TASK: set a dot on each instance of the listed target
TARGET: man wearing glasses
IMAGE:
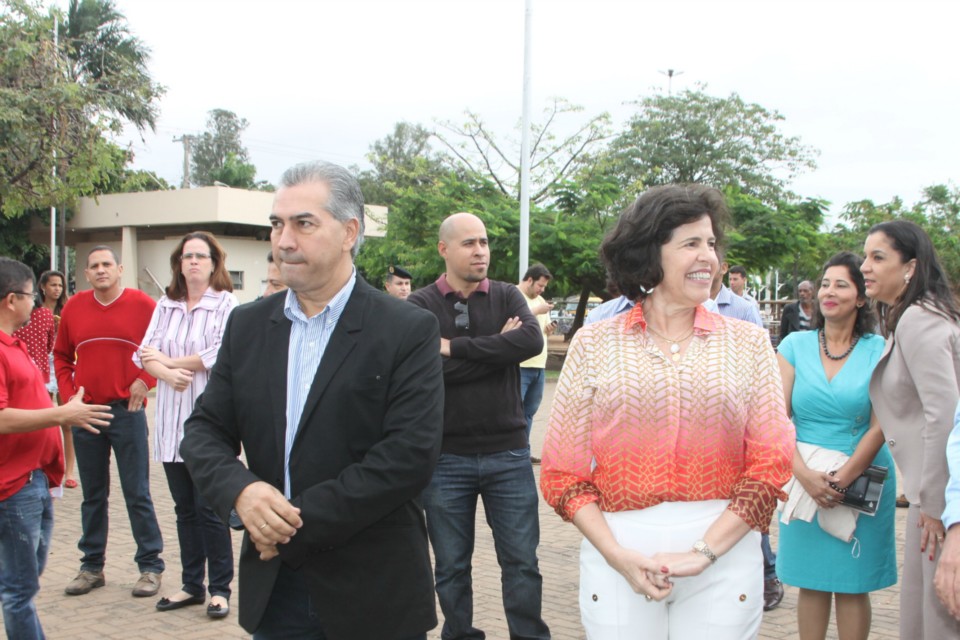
(486, 330)
(31, 456)
(100, 329)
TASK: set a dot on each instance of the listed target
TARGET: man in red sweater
(99, 331)
(31, 456)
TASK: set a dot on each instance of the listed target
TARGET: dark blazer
(367, 444)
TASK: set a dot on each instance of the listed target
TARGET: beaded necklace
(826, 352)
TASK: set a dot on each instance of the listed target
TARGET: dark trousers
(290, 614)
(204, 539)
(127, 438)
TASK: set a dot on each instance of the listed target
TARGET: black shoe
(772, 593)
(166, 604)
(217, 611)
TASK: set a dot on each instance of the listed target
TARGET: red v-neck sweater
(95, 345)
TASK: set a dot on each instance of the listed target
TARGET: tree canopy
(694, 137)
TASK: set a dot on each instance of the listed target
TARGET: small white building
(143, 228)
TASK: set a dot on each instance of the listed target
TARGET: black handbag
(864, 493)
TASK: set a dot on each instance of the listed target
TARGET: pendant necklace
(826, 352)
(674, 344)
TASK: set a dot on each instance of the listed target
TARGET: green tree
(553, 157)
(105, 56)
(693, 137)
(219, 153)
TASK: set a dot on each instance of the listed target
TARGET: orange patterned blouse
(630, 429)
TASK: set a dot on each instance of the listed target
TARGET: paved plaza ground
(111, 612)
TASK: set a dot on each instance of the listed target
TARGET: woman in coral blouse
(668, 441)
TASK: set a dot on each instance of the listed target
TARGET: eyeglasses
(198, 256)
(462, 321)
(22, 293)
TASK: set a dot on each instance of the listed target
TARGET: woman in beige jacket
(914, 391)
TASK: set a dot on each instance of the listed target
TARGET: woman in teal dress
(826, 374)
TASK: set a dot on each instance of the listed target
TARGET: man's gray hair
(346, 200)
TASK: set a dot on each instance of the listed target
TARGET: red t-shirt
(22, 387)
(39, 335)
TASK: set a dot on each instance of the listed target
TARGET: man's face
(309, 245)
(737, 283)
(465, 250)
(274, 283)
(398, 287)
(103, 272)
(533, 288)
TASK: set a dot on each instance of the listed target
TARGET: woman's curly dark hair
(631, 251)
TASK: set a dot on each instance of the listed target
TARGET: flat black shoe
(166, 604)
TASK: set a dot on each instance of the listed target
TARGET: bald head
(465, 250)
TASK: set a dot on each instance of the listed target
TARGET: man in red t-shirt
(99, 332)
(31, 456)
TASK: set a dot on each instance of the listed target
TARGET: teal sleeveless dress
(836, 414)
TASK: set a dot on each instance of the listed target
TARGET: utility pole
(187, 141)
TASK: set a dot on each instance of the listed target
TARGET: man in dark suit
(335, 393)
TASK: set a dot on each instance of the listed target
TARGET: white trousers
(725, 602)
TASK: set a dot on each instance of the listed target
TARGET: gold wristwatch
(701, 547)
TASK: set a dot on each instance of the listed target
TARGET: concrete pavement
(111, 612)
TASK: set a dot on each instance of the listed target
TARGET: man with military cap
(397, 282)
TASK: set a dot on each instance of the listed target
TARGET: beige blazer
(914, 391)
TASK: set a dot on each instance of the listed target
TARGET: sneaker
(85, 582)
(148, 585)
(772, 593)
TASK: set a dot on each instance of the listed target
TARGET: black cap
(400, 273)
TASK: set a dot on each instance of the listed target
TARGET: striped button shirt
(178, 333)
(308, 340)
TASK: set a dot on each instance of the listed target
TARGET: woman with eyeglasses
(179, 349)
(668, 441)
(914, 389)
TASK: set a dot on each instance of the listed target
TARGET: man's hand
(179, 379)
(511, 324)
(138, 395)
(87, 416)
(947, 578)
(152, 354)
(268, 517)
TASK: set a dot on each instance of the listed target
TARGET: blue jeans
(531, 394)
(290, 614)
(769, 558)
(127, 436)
(26, 524)
(505, 482)
(204, 539)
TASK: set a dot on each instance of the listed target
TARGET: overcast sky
(874, 86)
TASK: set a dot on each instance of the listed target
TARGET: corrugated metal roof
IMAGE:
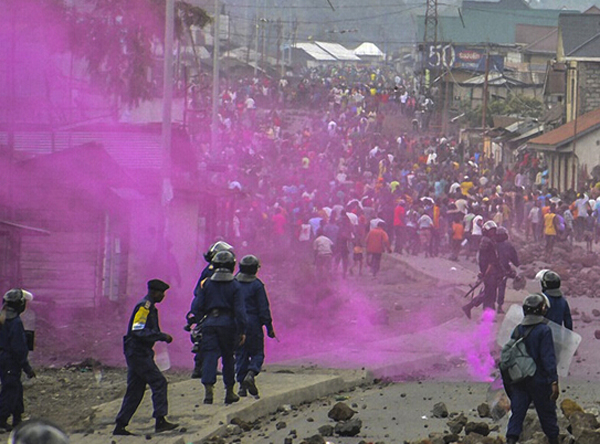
(340, 52)
(563, 134)
(315, 52)
(580, 35)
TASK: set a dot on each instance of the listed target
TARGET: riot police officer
(207, 272)
(220, 306)
(490, 270)
(559, 310)
(542, 387)
(13, 356)
(250, 356)
(143, 332)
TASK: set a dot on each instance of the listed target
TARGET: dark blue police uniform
(251, 355)
(221, 305)
(13, 359)
(143, 331)
(559, 310)
(538, 388)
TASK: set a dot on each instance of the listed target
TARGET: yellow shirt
(549, 229)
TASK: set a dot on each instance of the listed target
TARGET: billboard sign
(450, 56)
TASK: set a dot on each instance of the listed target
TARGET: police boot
(209, 390)
(467, 310)
(197, 372)
(162, 425)
(230, 396)
(249, 384)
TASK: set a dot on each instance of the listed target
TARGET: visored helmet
(215, 248)
(535, 304)
(501, 234)
(550, 280)
(224, 259)
(249, 264)
(488, 227)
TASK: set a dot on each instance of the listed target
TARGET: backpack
(515, 363)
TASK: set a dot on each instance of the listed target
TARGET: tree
(120, 39)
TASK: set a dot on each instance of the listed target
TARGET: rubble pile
(577, 426)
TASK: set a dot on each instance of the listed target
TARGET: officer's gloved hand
(555, 391)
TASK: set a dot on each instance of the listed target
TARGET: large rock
(480, 428)
(348, 428)
(456, 424)
(568, 407)
(440, 410)
(341, 412)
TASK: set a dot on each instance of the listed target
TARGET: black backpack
(516, 364)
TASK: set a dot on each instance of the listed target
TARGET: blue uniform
(13, 360)
(538, 388)
(221, 306)
(142, 332)
(251, 355)
(559, 311)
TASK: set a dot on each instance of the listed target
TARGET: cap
(158, 285)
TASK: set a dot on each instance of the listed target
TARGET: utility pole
(485, 89)
(167, 191)
(216, 82)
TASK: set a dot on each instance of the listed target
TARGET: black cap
(158, 285)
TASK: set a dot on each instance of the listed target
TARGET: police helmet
(249, 264)
(488, 227)
(501, 234)
(17, 298)
(535, 304)
(223, 259)
(215, 248)
(551, 283)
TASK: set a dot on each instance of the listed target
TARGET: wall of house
(589, 87)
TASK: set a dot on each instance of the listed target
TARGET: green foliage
(118, 39)
(515, 105)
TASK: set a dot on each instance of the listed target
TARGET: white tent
(369, 50)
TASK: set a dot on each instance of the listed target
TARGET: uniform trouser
(375, 263)
(11, 394)
(487, 296)
(218, 342)
(501, 290)
(142, 371)
(521, 396)
(251, 355)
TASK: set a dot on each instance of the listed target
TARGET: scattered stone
(440, 410)
(348, 428)
(568, 407)
(315, 439)
(341, 412)
(326, 430)
(580, 422)
(483, 410)
(456, 425)
(245, 426)
(233, 429)
(481, 428)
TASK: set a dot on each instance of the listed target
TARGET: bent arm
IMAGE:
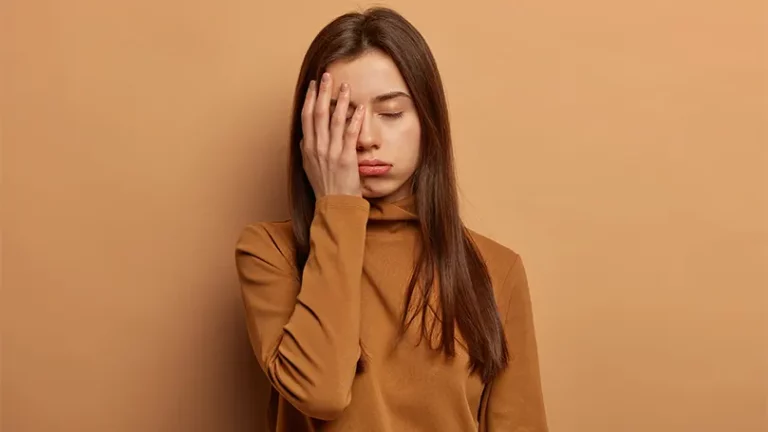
(306, 333)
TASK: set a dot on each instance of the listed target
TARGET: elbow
(327, 405)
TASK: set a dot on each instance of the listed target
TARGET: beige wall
(619, 146)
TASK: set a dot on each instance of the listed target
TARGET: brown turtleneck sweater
(308, 335)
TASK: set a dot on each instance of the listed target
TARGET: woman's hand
(329, 146)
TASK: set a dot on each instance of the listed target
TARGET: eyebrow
(378, 99)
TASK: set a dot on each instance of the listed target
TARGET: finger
(307, 116)
(321, 115)
(352, 133)
(339, 121)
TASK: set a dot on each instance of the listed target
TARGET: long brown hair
(465, 295)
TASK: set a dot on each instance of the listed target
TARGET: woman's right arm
(306, 334)
(306, 331)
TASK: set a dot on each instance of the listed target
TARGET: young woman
(374, 308)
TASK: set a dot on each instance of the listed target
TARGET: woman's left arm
(513, 402)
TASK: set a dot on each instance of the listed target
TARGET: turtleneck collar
(400, 210)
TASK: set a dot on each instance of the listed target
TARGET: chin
(380, 188)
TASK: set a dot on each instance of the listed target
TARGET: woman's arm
(306, 334)
(513, 402)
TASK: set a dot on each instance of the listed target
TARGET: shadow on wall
(261, 185)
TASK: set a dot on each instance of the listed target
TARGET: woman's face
(390, 133)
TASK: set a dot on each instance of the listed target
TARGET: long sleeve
(513, 402)
(306, 333)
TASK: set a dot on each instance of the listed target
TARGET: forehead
(369, 75)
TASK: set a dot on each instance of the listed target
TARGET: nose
(369, 137)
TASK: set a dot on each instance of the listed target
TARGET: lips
(373, 167)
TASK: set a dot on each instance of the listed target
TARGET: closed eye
(392, 115)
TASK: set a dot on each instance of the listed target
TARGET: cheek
(406, 142)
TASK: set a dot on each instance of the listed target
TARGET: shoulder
(504, 265)
(269, 241)
(498, 258)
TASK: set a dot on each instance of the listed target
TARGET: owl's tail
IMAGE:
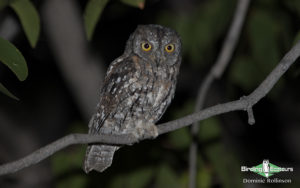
(98, 157)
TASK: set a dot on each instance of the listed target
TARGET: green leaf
(13, 58)
(29, 18)
(136, 179)
(92, 14)
(6, 92)
(136, 3)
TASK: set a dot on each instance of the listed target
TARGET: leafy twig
(244, 103)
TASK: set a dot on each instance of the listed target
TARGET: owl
(138, 87)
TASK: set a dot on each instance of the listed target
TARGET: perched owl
(138, 87)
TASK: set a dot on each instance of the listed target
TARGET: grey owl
(138, 87)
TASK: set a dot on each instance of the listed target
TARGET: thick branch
(242, 104)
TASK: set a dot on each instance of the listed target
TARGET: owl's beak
(158, 58)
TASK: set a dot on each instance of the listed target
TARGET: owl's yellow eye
(170, 48)
(146, 46)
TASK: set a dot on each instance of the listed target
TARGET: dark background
(49, 108)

#### [Task]
Identify every line of the records that contains the word "tree", and copy each one. Case counts.

#### [Response]
TARGET: tree canopy
TARGET: green tree
TARGET: tree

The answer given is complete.